* [Supplied passage]
Quick Take:
After Wallace Baine went looking for whether the part of Santa Cruz east of downtown should be called “Midtown” or “Eastside,” we polled Lookout readers for their opinions. Many weighed in, and though one option was the clear favorite, it definitely wasn’t a debate-ending landslide.
In October, ignoring my better judgment to do otherwise, I decided to swing a big stick at an even bigger hornets nest: Regarding the part of Santa Cruz that contains Shopper’s Corner, Charlie Hong Kong and other beloved local businesses and landmarks, is it “Midtown”? Or is it “Eastside”?
Or, maybe it’s both? Neither?
I wish I could report that, due to wide community consensus and a harmonious mind meld of everyone who lives and/or works within a 3-mile radius of the Rio Theatre, we can now declare, without equivocation or caveat, that henceforth that area will always and forever be known as one thing or the other. But, alas, we cannot.
Opinions on what that part of town should be called apparently belong in a category with fingerprints and snowflakes — no two are alike.

* [Exercises]
1. Answer these from the Santa Cruz naming article:
(a) Who went looking for whether the area east of downtown should be called "Midtown" or "Eastside"?
(b) In what month did the writer take on that question?
(c) Which theater is at the center of the 3-mile radius the writer mentions?
2. Duplicate the Santa Cruz naming article from "In October, ignoring" up to and including "alas, we cannot.".
The entries below this article aren't needed for anything here.

* [Record excerpts]
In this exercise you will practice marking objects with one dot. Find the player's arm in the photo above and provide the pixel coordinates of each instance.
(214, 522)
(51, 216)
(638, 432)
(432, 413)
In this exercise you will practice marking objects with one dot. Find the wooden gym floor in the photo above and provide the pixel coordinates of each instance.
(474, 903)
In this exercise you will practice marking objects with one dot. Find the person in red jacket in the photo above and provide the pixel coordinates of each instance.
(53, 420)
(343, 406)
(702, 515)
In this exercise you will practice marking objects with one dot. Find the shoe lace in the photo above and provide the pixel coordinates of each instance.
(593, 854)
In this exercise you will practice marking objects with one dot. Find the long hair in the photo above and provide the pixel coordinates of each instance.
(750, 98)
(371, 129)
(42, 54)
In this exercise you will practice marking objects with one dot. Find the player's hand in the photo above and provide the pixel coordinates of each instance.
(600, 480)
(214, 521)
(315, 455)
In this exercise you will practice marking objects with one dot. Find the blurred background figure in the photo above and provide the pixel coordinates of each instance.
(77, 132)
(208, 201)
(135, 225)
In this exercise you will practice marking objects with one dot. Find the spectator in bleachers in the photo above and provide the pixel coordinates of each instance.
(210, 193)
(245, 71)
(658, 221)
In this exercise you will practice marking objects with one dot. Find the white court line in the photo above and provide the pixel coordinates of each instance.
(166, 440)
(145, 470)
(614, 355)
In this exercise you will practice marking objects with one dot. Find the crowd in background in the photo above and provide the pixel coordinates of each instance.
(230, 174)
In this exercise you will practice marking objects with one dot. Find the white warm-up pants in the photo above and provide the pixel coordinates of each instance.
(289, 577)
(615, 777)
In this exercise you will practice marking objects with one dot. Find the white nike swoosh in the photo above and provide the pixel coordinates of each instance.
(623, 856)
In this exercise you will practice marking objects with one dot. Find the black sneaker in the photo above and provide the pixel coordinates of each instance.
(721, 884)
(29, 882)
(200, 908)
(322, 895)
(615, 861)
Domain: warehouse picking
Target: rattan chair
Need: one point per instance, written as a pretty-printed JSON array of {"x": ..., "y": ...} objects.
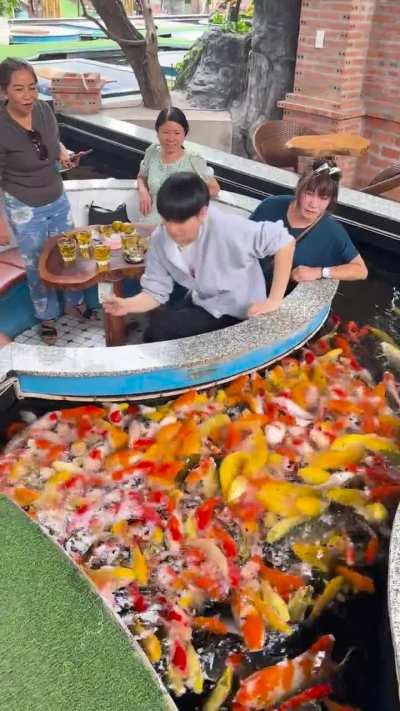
[
  {"x": 385, "y": 180},
  {"x": 269, "y": 141}
]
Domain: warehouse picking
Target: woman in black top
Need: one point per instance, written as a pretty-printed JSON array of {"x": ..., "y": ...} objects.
[{"x": 31, "y": 188}]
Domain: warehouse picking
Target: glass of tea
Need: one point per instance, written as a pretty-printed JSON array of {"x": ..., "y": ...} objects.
[
  {"x": 101, "y": 253},
  {"x": 67, "y": 247},
  {"x": 84, "y": 239},
  {"x": 129, "y": 240}
]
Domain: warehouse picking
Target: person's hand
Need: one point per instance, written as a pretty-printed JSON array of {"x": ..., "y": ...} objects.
[
  {"x": 262, "y": 307},
  {"x": 116, "y": 306},
  {"x": 144, "y": 201},
  {"x": 68, "y": 159},
  {"x": 305, "y": 273},
  {"x": 4, "y": 234}
]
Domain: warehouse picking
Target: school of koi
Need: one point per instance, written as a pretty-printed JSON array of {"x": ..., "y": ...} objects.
[{"x": 225, "y": 514}]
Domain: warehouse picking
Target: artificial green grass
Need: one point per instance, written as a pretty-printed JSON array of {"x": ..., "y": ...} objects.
[
  {"x": 60, "y": 649},
  {"x": 69, "y": 9}
]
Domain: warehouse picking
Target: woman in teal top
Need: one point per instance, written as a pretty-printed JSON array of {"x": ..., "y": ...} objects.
[
  {"x": 168, "y": 157},
  {"x": 326, "y": 250}
]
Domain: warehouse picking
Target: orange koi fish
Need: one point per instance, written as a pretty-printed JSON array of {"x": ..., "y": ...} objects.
[{"x": 269, "y": 687}]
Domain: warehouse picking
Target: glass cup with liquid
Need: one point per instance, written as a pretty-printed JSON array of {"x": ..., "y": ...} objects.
[
  {"x": 84, "y": 239},
  {"x": 67, "y": 247},
  {"x": 101, "y": 253}
]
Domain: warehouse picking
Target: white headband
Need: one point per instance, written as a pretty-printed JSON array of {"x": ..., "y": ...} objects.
[{"x": 332, "y": 170}]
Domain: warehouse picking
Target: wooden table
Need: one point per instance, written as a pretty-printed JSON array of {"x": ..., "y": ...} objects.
[
  {"x": 83, "y": 273},
  {"x": 329, "y": 144}
]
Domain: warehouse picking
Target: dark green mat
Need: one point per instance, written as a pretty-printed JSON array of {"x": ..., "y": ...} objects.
[{"x": 60, "y": 649}]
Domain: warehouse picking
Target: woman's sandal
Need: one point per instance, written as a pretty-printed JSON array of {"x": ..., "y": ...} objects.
[
  {"x": 82, "y": 312},
  {"x": 48, "y": 332}
]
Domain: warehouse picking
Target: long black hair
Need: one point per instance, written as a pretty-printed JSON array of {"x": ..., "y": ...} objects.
[{"x": 9, "y": 66}]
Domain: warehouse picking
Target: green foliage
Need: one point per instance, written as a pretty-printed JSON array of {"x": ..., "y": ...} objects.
[
  {"x": 240, "y": 27},
  {"x": 7, "y": 7},
  {"x": 185, "y": 68}
]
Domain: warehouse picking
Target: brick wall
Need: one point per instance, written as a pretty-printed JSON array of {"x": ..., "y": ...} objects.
[{"x": 352, "y": 83}]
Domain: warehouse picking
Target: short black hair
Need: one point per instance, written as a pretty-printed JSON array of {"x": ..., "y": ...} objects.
[
  {"x": 321, "y": 183},
  {"x": 9, "y": 66},
  {"x": 182, "y": 196},
  {"x": 172, "y": 113}
]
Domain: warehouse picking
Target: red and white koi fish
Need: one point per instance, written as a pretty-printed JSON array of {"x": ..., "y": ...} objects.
[{"x": 269, "y": 687}]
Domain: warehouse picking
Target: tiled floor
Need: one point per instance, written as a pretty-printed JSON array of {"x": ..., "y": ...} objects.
[{"x": 89, "y": 333}]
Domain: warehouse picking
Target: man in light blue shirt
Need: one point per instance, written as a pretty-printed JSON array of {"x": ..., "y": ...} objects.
[{"x": 215, "y": 256}]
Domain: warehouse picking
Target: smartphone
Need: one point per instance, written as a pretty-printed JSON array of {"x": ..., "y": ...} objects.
[
  {"x": 81, "y": 154},
  {"x": 105, "y": 289}
]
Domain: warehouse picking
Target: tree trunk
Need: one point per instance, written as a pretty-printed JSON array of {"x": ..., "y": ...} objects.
[
  {"x": 271, "y": 67},
  {"x": 143, "y": 56}
]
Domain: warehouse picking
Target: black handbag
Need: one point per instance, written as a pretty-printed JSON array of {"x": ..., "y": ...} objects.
[{"x": 104, "y": 216}]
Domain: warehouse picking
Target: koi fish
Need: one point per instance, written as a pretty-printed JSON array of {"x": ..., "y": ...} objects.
[{"x": 269, "y": 687}]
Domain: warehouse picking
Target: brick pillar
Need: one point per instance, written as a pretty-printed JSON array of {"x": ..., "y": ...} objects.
[{"x": 329, "y": 79}]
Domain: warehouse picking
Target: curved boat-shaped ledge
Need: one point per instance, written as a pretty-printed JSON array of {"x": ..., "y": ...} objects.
[
  {"x": 394, "y": 589},
  {"x": 166, "y": 367}
]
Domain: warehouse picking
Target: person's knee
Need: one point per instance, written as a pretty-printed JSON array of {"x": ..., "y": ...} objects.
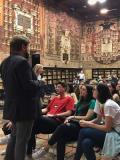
[
  {"x": 86, "y": 144},
  {"x": 61, "y": 129}
]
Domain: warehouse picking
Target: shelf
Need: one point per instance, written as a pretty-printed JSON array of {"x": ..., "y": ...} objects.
[
  {"x": 105, "y": 72},
  {"x": 54, "y": 74}
]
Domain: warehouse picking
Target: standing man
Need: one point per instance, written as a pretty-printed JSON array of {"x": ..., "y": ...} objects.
[{"x": 21, "y": 102}]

* [Solutions below]
1.
(a) Wallace Baine
(b) October
(c) The Rio Theatre

2.
In October, ignoring my better judgment to do otherwise, I decided to swing a big stick at an even bigger hornets nest: Regarding the part of Santa Cruz that contains Shopper’s Corner, Charlie Hong Kong and other beloved local businesses and landmarks, is it “Midtown”? Or is it “Eastside”?
Or, maybe it’s both? Neither?
I wish I could report that, due to wide community consensus and a harmonious mind meld of everyone who lives and/or works within a 3-mile radius of the Rio Theatre, we can now declare, without equivocation or caveat, that henceforth that area will always and forever be known as one thing or the other. But, alas, we cannot.